# Source extract

My experiences with LLMs
I’ve been using LLMs for coding at work and in personal projects for over a year, and I want to capture and share my thoughts while they’re still fresh enough to look back on later.
The first proper LLM based coding assistant that used was one of the earlier versions of ChatGPT. It could solve HackerRank questions, but it felt more like a gimmick than a professional tool.
GitHub Copilot was the first tool that felt useful professionally. It was far more effective than IntelliJ IDEA’s autocomplete and was good at boilerplate tests or single-file changes.
Cursor impressed me even more by running commands like npm install, mkdir, and curl directly. Then Claude Code topped that with better code, hooks, agents, and a strong CLI that worked well with Visual Studio Code.
For the first time, I was building a small game or command-line tool almost every day. Claude Code even generated usable frontend code and, with Playwright, proper UI tests.
The optimal way to use these tools isn’t set in stone yet. There are approaches like BMAD or tips on making the most of the available context window. MCPs add powerful capabilities, but they also contribute to context pollution. Extra documentation can help, but LLMs don’t always take it into account when generating new code. And unless you maintain it carefully, that documentation can go stale quickly.
Now I use Gemini, Windsurf or Cursor daily at work, and Chatgpt and Gemini on my phone but the novelty is gone. They’re just more tools that you need to operate effectively or they can waste your time or lie to you.
The hype around “100× productivity” is also mostly gone. Today, LLMs shine at boilerplate or small, well-defined changes, but they still need very careful use. Context limits, confident speech patterns that misguide you, and hallucinations remain major issues. The “everything works now” followed by “I see the issue now!” 1-2 combo is almost a meme now. You really need to keep the LLM on track especially if you are building something complex or serious.

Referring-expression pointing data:
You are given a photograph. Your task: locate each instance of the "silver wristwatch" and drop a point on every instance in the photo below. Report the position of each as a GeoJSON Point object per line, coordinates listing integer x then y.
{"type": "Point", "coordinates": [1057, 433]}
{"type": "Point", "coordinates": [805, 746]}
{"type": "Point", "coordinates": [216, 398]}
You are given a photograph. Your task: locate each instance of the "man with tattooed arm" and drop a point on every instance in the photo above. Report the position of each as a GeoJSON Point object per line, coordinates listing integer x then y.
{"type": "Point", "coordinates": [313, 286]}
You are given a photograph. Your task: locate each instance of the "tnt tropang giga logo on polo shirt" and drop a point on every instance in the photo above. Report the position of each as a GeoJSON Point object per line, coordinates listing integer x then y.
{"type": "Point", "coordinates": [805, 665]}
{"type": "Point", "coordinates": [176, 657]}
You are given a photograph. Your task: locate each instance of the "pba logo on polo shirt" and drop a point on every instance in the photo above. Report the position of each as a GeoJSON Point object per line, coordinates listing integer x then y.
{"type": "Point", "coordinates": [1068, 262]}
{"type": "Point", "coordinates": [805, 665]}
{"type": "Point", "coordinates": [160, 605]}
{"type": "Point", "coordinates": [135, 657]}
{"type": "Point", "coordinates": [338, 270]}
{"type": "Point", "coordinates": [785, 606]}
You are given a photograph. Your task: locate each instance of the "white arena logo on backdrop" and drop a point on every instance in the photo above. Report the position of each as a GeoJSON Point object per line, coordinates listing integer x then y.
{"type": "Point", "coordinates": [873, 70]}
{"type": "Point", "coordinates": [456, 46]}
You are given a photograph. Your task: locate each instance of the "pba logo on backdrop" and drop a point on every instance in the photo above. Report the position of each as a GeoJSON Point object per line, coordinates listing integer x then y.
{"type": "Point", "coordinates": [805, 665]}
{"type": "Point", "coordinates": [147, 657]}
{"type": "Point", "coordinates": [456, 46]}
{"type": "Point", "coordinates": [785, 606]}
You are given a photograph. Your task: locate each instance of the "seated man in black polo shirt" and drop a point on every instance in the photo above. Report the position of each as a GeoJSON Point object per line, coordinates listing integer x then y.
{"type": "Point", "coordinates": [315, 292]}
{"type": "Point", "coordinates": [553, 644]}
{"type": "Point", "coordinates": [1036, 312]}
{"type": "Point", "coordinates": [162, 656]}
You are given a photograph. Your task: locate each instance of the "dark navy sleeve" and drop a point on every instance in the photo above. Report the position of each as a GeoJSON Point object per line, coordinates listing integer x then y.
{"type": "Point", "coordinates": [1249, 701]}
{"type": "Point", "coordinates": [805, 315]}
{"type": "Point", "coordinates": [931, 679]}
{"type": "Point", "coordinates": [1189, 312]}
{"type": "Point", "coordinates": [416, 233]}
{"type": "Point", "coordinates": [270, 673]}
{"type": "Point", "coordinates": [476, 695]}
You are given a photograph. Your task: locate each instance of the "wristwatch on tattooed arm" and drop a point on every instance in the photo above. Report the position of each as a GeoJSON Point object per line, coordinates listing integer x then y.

# Activity
According to the post on coding with LLMs, which tool first felt useful professionally?

# Result
GitHub Copilot